(Excerpts from labeled region data)
========
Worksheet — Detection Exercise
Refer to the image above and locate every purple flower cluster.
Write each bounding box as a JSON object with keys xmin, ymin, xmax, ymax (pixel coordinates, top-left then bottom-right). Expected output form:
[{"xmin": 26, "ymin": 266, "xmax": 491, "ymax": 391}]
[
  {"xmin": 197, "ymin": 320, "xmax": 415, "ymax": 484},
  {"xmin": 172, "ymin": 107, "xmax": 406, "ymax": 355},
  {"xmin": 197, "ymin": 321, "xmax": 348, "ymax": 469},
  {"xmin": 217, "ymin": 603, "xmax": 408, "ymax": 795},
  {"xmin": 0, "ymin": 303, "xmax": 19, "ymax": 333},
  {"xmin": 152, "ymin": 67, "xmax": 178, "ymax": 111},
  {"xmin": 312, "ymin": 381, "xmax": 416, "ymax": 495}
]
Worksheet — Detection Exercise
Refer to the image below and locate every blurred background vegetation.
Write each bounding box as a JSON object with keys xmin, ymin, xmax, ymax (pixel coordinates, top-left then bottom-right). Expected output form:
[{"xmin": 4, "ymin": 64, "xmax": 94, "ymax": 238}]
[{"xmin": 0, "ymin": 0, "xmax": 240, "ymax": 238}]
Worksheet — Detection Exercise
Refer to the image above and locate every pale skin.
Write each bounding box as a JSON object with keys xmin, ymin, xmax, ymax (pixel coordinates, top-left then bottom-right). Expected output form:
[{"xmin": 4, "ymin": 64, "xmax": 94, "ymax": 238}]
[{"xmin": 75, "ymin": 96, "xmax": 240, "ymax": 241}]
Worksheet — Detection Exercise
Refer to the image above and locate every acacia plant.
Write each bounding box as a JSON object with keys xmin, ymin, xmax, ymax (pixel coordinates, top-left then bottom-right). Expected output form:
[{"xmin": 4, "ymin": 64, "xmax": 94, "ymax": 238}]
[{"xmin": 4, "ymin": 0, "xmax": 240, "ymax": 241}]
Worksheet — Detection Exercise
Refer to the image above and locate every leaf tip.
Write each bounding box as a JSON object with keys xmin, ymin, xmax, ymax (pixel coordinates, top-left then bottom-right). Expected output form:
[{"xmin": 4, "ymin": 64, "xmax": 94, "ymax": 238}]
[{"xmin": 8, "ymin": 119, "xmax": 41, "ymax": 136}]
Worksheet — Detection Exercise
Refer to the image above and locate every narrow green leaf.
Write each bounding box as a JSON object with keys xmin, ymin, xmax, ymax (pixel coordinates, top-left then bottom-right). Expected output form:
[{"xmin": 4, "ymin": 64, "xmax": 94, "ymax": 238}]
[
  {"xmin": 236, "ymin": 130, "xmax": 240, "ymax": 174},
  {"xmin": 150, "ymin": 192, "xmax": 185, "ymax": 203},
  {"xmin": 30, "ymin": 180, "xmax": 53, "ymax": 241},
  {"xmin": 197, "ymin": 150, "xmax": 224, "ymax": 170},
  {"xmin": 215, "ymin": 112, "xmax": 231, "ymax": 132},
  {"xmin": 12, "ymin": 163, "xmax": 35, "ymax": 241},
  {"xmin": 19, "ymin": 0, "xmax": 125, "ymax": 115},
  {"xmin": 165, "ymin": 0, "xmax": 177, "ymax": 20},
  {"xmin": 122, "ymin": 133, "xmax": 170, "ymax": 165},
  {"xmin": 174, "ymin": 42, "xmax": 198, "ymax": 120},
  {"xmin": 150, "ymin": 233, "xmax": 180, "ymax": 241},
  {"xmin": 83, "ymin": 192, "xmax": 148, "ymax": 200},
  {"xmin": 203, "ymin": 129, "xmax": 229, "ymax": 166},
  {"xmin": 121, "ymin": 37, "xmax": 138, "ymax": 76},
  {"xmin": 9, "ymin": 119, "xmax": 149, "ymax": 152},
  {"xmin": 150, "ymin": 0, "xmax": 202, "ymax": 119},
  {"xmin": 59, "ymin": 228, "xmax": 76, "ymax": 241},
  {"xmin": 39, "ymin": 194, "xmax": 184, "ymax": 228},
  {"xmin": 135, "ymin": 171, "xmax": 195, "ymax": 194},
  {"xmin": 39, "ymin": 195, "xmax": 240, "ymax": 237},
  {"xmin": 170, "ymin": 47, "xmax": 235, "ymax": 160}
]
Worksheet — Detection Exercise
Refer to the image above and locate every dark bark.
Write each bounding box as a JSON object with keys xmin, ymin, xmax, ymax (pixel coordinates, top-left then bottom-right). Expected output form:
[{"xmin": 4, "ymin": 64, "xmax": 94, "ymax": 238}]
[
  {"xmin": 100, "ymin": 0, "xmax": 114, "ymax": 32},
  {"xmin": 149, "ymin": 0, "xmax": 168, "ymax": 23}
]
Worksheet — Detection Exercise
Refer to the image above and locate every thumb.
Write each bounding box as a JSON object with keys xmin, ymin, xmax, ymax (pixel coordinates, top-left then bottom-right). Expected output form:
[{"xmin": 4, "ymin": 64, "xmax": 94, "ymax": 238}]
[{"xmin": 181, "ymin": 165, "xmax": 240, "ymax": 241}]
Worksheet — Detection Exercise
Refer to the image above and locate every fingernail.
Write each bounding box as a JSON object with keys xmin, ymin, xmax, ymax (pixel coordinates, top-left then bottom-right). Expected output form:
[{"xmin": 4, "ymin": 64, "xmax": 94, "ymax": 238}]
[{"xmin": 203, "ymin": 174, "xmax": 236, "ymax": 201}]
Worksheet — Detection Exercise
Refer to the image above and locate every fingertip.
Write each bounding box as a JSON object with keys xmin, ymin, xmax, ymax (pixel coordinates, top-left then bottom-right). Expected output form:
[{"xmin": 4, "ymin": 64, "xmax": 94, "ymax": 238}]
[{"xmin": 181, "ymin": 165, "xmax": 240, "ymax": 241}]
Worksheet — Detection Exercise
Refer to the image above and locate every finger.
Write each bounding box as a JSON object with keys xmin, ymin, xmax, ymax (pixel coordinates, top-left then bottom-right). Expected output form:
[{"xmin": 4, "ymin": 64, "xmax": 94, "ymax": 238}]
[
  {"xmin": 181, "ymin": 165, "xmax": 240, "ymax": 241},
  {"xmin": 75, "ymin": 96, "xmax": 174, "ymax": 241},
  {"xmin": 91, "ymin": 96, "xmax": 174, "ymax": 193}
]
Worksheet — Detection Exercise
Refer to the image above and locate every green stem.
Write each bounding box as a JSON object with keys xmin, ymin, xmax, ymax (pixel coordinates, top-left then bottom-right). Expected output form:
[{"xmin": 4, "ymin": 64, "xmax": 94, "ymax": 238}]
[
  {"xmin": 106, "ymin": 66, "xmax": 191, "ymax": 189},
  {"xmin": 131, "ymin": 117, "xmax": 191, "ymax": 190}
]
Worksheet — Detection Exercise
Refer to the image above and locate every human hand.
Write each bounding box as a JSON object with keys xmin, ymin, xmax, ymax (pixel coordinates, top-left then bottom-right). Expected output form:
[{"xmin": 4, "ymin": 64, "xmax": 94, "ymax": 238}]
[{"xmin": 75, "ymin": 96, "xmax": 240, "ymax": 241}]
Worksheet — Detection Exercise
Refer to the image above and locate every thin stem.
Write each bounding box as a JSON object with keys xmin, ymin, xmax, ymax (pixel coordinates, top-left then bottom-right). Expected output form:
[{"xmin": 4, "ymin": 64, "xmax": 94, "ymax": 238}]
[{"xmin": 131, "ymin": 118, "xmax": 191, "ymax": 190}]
========
### EXERCISE GOAL
Pull out every line of the material above that contains the string "green", and copy each one in full.

### CORRECT OUTPUT
Refer to the image above and locate every narrow green leaf.
Refer to the image above and locate every green stem.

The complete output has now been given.